▶ _EXERCISE REQUIREMENTS_: Copy out the records below exactly as they appear.

▶ _Saved entries_:

★ ★ ★

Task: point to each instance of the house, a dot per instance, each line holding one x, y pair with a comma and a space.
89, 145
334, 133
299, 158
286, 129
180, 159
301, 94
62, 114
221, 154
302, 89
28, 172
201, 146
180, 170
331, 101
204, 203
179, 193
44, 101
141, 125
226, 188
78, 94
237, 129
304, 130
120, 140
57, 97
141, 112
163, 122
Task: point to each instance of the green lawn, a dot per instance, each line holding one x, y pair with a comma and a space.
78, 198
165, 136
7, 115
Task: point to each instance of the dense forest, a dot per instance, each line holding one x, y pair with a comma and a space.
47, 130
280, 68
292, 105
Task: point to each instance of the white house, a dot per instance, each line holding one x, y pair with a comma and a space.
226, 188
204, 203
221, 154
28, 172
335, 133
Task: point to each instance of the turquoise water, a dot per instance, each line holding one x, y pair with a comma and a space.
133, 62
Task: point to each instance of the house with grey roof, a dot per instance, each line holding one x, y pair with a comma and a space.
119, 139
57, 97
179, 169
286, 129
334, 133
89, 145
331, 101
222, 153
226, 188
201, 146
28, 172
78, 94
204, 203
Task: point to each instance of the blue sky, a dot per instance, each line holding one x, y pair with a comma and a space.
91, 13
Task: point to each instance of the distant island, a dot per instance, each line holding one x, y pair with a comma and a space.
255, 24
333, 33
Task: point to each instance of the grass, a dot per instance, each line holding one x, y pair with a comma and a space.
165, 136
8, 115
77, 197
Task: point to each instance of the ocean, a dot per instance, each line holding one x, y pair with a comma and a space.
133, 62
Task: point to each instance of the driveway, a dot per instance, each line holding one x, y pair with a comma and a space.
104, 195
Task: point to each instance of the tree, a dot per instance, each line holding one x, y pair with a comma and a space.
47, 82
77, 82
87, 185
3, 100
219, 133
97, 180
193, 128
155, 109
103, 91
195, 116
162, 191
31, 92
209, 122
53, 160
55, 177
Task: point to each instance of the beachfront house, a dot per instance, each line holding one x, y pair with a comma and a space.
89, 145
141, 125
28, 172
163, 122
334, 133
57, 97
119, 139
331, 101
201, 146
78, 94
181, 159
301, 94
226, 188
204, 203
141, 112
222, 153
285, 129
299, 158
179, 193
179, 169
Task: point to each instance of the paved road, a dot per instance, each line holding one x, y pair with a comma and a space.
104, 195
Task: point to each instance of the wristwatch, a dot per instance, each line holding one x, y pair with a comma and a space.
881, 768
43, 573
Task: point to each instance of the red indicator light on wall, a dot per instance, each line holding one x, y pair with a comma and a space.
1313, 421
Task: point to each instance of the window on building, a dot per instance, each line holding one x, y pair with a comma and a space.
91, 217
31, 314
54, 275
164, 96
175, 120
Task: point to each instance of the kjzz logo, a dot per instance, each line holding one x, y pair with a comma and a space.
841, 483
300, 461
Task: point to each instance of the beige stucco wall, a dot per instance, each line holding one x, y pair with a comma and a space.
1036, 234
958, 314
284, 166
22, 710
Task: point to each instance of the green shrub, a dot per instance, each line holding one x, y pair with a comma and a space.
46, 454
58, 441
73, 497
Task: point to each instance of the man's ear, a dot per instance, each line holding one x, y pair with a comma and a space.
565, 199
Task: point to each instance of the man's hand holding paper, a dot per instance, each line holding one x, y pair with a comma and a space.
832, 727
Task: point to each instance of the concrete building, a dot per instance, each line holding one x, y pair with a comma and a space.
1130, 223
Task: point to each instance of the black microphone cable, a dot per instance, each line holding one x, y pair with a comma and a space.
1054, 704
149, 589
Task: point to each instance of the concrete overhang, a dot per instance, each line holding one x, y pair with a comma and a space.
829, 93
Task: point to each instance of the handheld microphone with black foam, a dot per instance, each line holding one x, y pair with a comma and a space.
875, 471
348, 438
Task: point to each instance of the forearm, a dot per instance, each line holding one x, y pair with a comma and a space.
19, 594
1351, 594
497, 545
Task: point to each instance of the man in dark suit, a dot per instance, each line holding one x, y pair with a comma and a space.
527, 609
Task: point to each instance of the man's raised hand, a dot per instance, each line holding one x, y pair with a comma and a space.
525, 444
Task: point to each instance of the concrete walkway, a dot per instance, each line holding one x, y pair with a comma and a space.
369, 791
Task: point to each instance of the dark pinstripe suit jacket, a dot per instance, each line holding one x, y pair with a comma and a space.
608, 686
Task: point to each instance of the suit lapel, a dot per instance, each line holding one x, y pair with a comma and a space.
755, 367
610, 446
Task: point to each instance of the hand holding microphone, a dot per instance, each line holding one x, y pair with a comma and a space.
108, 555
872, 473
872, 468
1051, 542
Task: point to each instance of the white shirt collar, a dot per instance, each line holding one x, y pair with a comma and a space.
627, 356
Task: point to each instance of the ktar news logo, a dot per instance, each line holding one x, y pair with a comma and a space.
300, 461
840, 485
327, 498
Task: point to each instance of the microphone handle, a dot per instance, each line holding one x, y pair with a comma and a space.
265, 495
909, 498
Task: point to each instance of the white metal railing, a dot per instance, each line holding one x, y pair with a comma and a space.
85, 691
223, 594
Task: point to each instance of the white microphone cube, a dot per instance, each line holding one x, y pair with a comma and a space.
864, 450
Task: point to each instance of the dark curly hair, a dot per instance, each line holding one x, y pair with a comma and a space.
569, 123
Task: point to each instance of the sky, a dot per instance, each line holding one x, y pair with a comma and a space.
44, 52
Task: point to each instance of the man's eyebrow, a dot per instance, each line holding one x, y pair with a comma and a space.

★ ★ ★

▶ _EXERCISE SOLUTION_:
Task: point to each instance of the house, a dot per instance, each line holding one x, y pair with a comma and a space.
89, 145
334, 133
299, 158
286, 129
180, 159
301, 94
62, 114
221, 154
302, 89
28, 172
201, 146
180, 170
331, 101
204, 203
179, 193
44, 101
141, 125
226, 188
78, 94
237, 129
304, 130
120, 140
57, 97
141, 112
163, 122
Task: point to each instance of the green lawn, a dot per instance, each line holding one x, y pair with a comma and a space.
78, 198
165, 136
7, 115
Task: point to each instance of the dense forest, a dot per instance, each line holding one x, y pair with a comma and a space.
47, 130
280, 68
292, 105
Task: point to each instance of the white house, a dot per instance, each line holding one x, y pair with a comma and a space.
226, 188
204, 203
221, 154
28, 172
335, 133
Task: point to each instance of the turquoise water, a dot per instance, each line holding one x, y pair with a comma and a space.
133, 62
Task: point to each instance of the house with grey roof, a dot per instance, each line holding one x, y pair with a comma and a space.
119, 139
57, 97
179, 169
286, 129
334, 133
89, 145
331, 101
222, 153
226, 188
201, 146
28, 172
78, 94
204, 203
Task: point to each instance of the blue sky, a dot per instance, each line holding one x, y pair with a comma and a space.
91, 13
Task: point to each instance of the distant island, a dot per instance, each line holding one x, y pair with a comma and a space.
255, 24
333, 33
Task: point to each instance of the grass, a dot per instance, each line holding one x, y pair with a comma and a space.
165, 136
8, 115
77, 197
Task: point to each instance of the ocean, a dot per instance, each line holding one x, y pair with a comma and a space.
133, 62
Task: point to each instance of the driveway, a dot per instance, each line holding one x, y pair with a comma and a space.
104, 195
Task: point to each instance of the tree, a dot per instance, each line holding one x, y pair with a comma and a space.
47, 82
77, 82
87, 185
3, 100
219, 133
97, 180
193, 128
155, 109
103, 91
195, 116
162, 191
31, 92
209, 122
53, 160
55, 177
Task: point to each instance of the beachfront house, a dot per instance, each line holding one x, y pair with a comma and a space.
89, 145
141, 125
28, 172
163, 122
334, 133
57, 97
119, 139
331, 101
201, 146
78, 94
181, 159
301, 94
226, 188
204, 203
141, 112
222, 153
285, 129
299, 158
179, 193
179, 169
Task: point to each instance of the paved road, a dot per instance, each line holding one x, y pair with a comma and a space.
104, 195
Task: point to each instance of the wristwatch, a dot per instance, each line holding one x, y pair with a comma and a space.
881, 768
43, 573
Task: point to each instance of the red indicator light on wall, a dot per instance, each line holding one x, y pair with a comma and a space.
1313, 421
Task: point to each instance of the window on building, a dot per instance, each line holding one x, y pair with a comma and a space.
91, 217
31, 314
54, 275
164, 96
175, 120
Task: point to each instance of the kjzz logo, a dot per instance, each line holding one x, y pair with a comma and a space.
841, 483
300, 461
Task: point to each instance of the beige stucco wall, a dot per instance, each line holding one x, y pair with a comma and a space.
1036, 234
958, 314
284, 166
22, 710
Task: point to each instance of the green shrub, a dot per instance, each line holding one x, y pair with a comma and a space.
46, 454
58, 441
73, 497
Task: point to each instance of the man's ear, a dot per instance, each line holding one x, y pair with a comma and a space.
565, 199
Task: point to each instance of the man's hand holding paper, a dot per instance, each line holding one x, y pair with a comma and a space.
832, 727
Task: point to each instance of the concrete building, a dot per instance, each line holding one x, y pair with a comma and a space.
1130, 223
Task: point to each instance of the black microphone cable, a dot per instance, each line holding one x, y pair with a comma and a space.
1054, 704
149, 589
Task: point to each instance of the concrete overhang, a dot per instance, each line holding one x, y pair with a comma and a space.
829, 93
Task: point to each instance of the handheld microphone with black foam, a dot per instance, each line holding one x, y pair with a comma and a space.
875, 471
348, 438
Task: point to each instance of the forearm, a dot per instance, each line holding one x, y pair with a comma and a space.
19, 594
1351, 594
497, 545
Task: point to each instance of the man in dark suit, a dot per instance, each line holding one x, y pair with a comma and a space.
527, 609
Task: point to each instance of the man's raised hand, a dot per instance, each line holding one x, y pair with a comma and a space.
525, 444
Task: point to each instance of the concrete walkway, a dot per instance, each line holding one x, y pair with a comma and a space.
369, 791
Task: point to each instance of the dark pinstripe suit jacket, a dot per instance, each line holding one x, y pair with a comma and a space.
608, 686
Task: point to each instance of the suit lapel, a dot per instance, each line holding one x, y pair with a comma and a space.
755, 367
610, 446
Task: point to each instance of the hand holding microphone, a dot per instance, each line holding one x, y pair with a comma and a space.
108, 555
872, 473
872, 468
1051, 542
Task: point to each instance of the white shirt collar, a dot per instance, each line holding one x, y pair with a comma and a space.
627, 356
Task: point to each instance of the ktar news logo, a dot per instance, each line holding one x, y pair with a comma and a space.
300, 461
840, 485
327, 498
Task: point to each instance of the microphone handle, a dot per instance, each line holding one x, y pair with a comma and a space.
265, 495
909, 498
Task: point to each instance of the white metal railing, a dot per instance, each line holding one x, y pair with a comma and a space.
85, 691
223, 594
Task: point to each instance of the white microphone cube, a dot per instance, each line holding one x, y pair with a comma and a space.
864, 450
Task: point to each instance of the dark curly hair, a dot per instance, each line holding one x, y pair with a comma and a space.
569, 123
Task: point to each instance of the sky, a dot per instance, each line holding one x, y pair with a comma and a space.
44, 52
Task: point to each instance of the man's eyebrow, a dot per instance, each line holding one x, y pair with a comma and a space.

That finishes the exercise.